Task instructions – Reproduce, character for character, the lines of the records below from the one containing "target | window" through the one containing "(1136, 631)", with both of those lines included.

Material to process –
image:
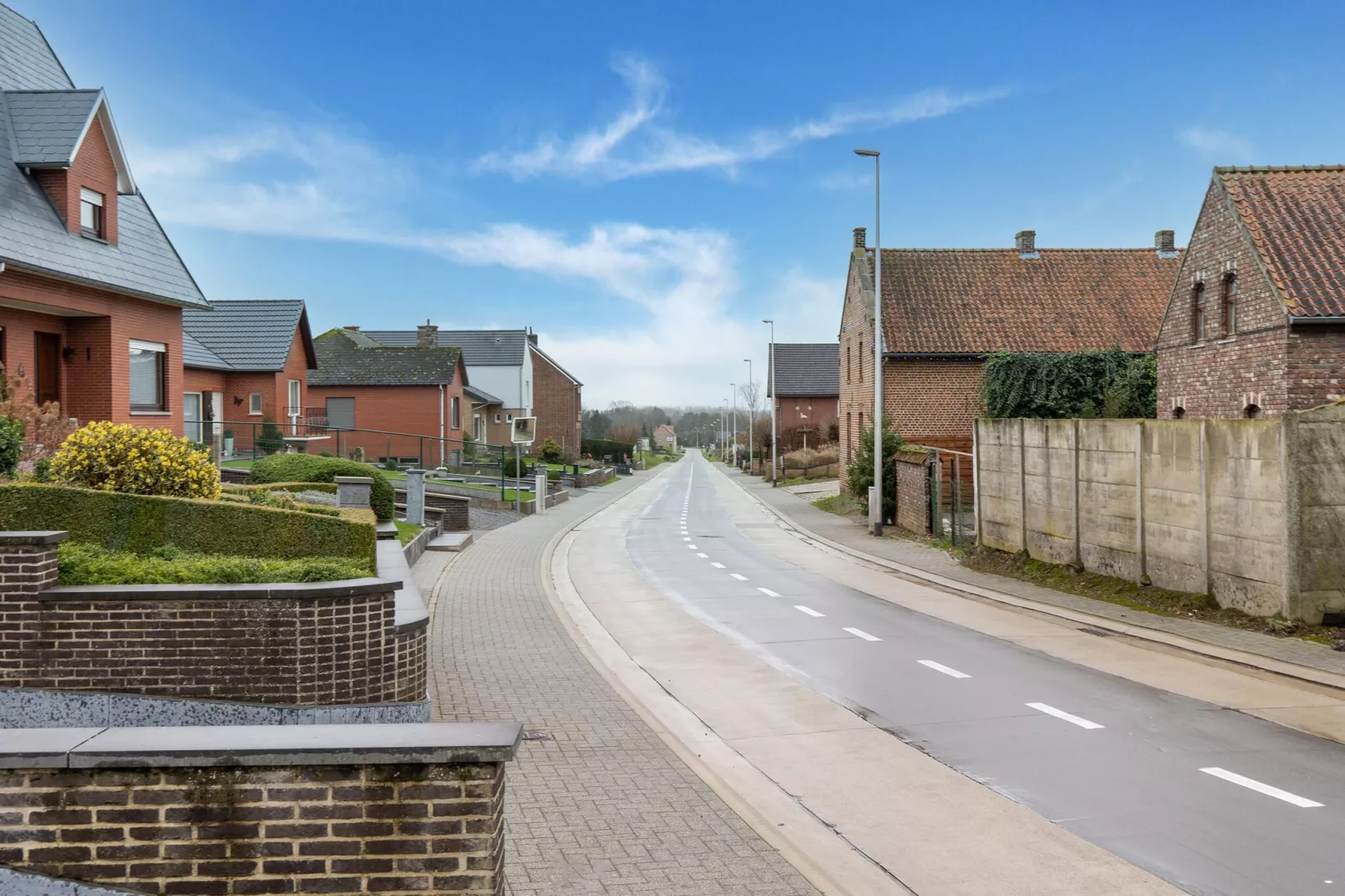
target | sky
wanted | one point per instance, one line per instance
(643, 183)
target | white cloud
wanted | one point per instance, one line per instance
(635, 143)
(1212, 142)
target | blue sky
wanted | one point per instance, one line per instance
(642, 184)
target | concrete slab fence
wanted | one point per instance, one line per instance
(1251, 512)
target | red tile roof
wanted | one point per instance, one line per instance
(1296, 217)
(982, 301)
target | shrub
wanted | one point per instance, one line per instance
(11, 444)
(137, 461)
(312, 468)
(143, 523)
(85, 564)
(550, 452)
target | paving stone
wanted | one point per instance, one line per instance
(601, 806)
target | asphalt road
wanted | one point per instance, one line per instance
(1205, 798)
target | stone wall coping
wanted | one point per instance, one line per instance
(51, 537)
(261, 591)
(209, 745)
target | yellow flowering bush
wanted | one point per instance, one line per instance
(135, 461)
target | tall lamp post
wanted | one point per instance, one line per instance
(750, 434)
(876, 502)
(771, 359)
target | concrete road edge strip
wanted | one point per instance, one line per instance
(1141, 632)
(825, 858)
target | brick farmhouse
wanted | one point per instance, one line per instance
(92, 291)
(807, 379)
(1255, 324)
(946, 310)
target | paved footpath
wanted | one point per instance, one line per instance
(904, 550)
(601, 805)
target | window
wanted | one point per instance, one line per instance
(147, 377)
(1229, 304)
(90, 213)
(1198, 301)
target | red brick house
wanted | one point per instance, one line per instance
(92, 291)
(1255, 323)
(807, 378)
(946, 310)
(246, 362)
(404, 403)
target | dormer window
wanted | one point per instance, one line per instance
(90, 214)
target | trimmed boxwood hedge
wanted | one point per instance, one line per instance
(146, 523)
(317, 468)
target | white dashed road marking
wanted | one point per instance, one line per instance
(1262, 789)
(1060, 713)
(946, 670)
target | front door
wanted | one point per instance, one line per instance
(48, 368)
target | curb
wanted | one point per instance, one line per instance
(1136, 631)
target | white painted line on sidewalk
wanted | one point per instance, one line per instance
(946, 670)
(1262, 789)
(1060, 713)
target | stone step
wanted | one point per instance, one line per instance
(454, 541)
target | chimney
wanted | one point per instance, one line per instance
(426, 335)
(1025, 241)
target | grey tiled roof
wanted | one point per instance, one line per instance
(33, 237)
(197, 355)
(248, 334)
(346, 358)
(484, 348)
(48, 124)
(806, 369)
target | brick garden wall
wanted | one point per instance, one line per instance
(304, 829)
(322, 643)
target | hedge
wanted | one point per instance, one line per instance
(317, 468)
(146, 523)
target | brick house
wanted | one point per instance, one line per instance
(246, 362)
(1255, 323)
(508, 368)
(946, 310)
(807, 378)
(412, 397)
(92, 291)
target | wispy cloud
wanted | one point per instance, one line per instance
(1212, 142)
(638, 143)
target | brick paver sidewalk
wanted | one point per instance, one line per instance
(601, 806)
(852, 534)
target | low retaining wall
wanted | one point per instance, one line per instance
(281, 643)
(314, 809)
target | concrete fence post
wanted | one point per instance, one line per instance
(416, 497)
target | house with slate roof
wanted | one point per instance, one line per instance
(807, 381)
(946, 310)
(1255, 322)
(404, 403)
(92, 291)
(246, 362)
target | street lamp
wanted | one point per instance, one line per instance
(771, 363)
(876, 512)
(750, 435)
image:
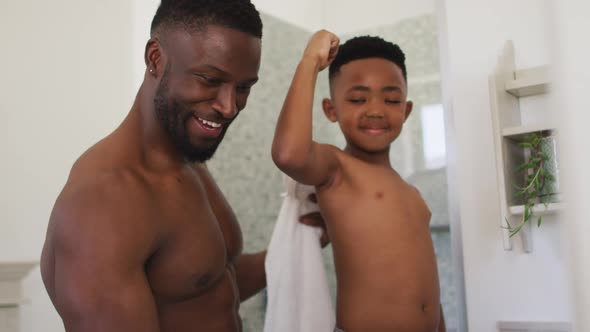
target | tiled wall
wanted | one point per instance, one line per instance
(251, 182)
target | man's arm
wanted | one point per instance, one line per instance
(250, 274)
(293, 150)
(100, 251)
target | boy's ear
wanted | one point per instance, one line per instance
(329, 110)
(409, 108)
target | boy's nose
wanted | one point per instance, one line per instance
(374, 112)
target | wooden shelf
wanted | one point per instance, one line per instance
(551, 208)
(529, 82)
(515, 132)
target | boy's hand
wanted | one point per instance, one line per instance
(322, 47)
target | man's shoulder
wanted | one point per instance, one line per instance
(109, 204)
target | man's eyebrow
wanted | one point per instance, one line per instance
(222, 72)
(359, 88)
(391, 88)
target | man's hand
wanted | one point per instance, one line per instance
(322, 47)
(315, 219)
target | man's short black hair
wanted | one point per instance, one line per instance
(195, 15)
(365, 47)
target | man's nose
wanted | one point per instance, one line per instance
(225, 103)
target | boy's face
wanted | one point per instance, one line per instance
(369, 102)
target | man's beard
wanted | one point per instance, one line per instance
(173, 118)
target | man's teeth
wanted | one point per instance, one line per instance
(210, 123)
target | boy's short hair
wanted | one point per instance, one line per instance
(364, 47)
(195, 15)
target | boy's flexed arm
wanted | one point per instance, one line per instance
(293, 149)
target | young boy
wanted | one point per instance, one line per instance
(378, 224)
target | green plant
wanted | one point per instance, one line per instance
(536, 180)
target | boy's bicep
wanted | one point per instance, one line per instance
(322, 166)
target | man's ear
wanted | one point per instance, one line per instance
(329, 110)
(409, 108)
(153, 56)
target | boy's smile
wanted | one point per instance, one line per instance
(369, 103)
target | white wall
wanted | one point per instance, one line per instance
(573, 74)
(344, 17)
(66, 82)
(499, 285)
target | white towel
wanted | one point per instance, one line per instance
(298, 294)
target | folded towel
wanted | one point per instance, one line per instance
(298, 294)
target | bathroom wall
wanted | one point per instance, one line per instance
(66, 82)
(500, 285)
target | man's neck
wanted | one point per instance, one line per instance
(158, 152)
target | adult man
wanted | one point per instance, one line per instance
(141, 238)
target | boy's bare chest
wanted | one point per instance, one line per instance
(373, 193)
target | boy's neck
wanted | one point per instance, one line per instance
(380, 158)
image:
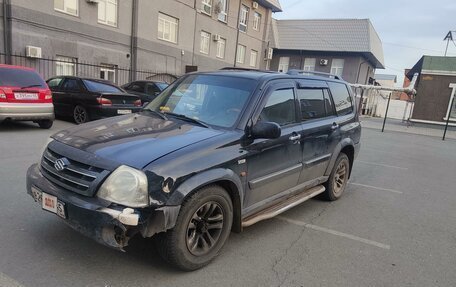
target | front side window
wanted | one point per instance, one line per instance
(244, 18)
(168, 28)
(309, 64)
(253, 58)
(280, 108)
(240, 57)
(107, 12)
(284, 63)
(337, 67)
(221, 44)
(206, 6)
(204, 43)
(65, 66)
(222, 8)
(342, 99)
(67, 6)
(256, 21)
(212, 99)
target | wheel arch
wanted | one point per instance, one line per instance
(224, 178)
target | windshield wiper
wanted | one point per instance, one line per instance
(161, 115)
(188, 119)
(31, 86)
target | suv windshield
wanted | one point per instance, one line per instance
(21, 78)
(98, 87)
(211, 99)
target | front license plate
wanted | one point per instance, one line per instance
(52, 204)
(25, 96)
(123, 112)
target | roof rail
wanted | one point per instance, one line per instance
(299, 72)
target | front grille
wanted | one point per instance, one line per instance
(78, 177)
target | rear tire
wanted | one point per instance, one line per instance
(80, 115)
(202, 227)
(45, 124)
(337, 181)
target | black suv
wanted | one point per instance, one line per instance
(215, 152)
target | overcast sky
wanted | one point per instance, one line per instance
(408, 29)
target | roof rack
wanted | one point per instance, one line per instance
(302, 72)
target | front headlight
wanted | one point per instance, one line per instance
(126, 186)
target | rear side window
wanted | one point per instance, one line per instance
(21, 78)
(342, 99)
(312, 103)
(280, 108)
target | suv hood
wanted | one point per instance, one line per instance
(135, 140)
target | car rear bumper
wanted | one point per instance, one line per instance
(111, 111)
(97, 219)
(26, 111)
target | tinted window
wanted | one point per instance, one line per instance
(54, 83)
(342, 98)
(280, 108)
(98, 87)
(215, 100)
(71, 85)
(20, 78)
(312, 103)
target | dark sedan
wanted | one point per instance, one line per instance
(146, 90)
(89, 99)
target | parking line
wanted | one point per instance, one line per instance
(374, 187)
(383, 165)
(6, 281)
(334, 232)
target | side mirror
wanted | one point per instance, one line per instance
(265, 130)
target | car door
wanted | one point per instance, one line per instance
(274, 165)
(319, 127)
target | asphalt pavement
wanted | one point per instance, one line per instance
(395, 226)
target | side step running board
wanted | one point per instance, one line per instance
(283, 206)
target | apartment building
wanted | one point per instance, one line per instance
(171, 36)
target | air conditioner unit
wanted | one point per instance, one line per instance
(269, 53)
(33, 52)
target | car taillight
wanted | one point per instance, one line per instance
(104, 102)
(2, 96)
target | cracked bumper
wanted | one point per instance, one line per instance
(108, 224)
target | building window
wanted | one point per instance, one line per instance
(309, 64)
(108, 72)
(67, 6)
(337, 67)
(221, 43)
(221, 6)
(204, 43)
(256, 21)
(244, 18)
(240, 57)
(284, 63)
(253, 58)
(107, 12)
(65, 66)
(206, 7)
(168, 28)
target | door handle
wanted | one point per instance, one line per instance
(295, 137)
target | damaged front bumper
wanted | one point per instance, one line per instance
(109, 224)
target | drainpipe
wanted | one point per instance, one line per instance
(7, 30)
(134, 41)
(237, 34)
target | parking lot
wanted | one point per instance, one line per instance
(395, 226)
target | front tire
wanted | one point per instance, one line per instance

Answer to the task –
target | window
wanted | one point per instance, one line per instance
(147, 377)
(1229, 304)
(90, 213)
(1198, 301)
target | red brick house
wanted | one point per instance, one line per instance
(92, 291)
(1255, 323)
(807, 378)
(946, 310)
(246, 362)
(404, 403)
target | dormer window
wanted | one point per instance, one line per instance
(90, 214)
target | trimmed boxwood hedge
wanted | one point per instance, one line per instance
(146, 523)
(317, 468)
target | white dashed road marking
wanted | one point per instance, one line per instance
(1262, 789)
(1060, 713)
(946, 670)
target | front door
wanted | one point per instance, one line per instance
(48, 368)
target | curb
wanted | one point per instance, one line per instance
(1136, 631)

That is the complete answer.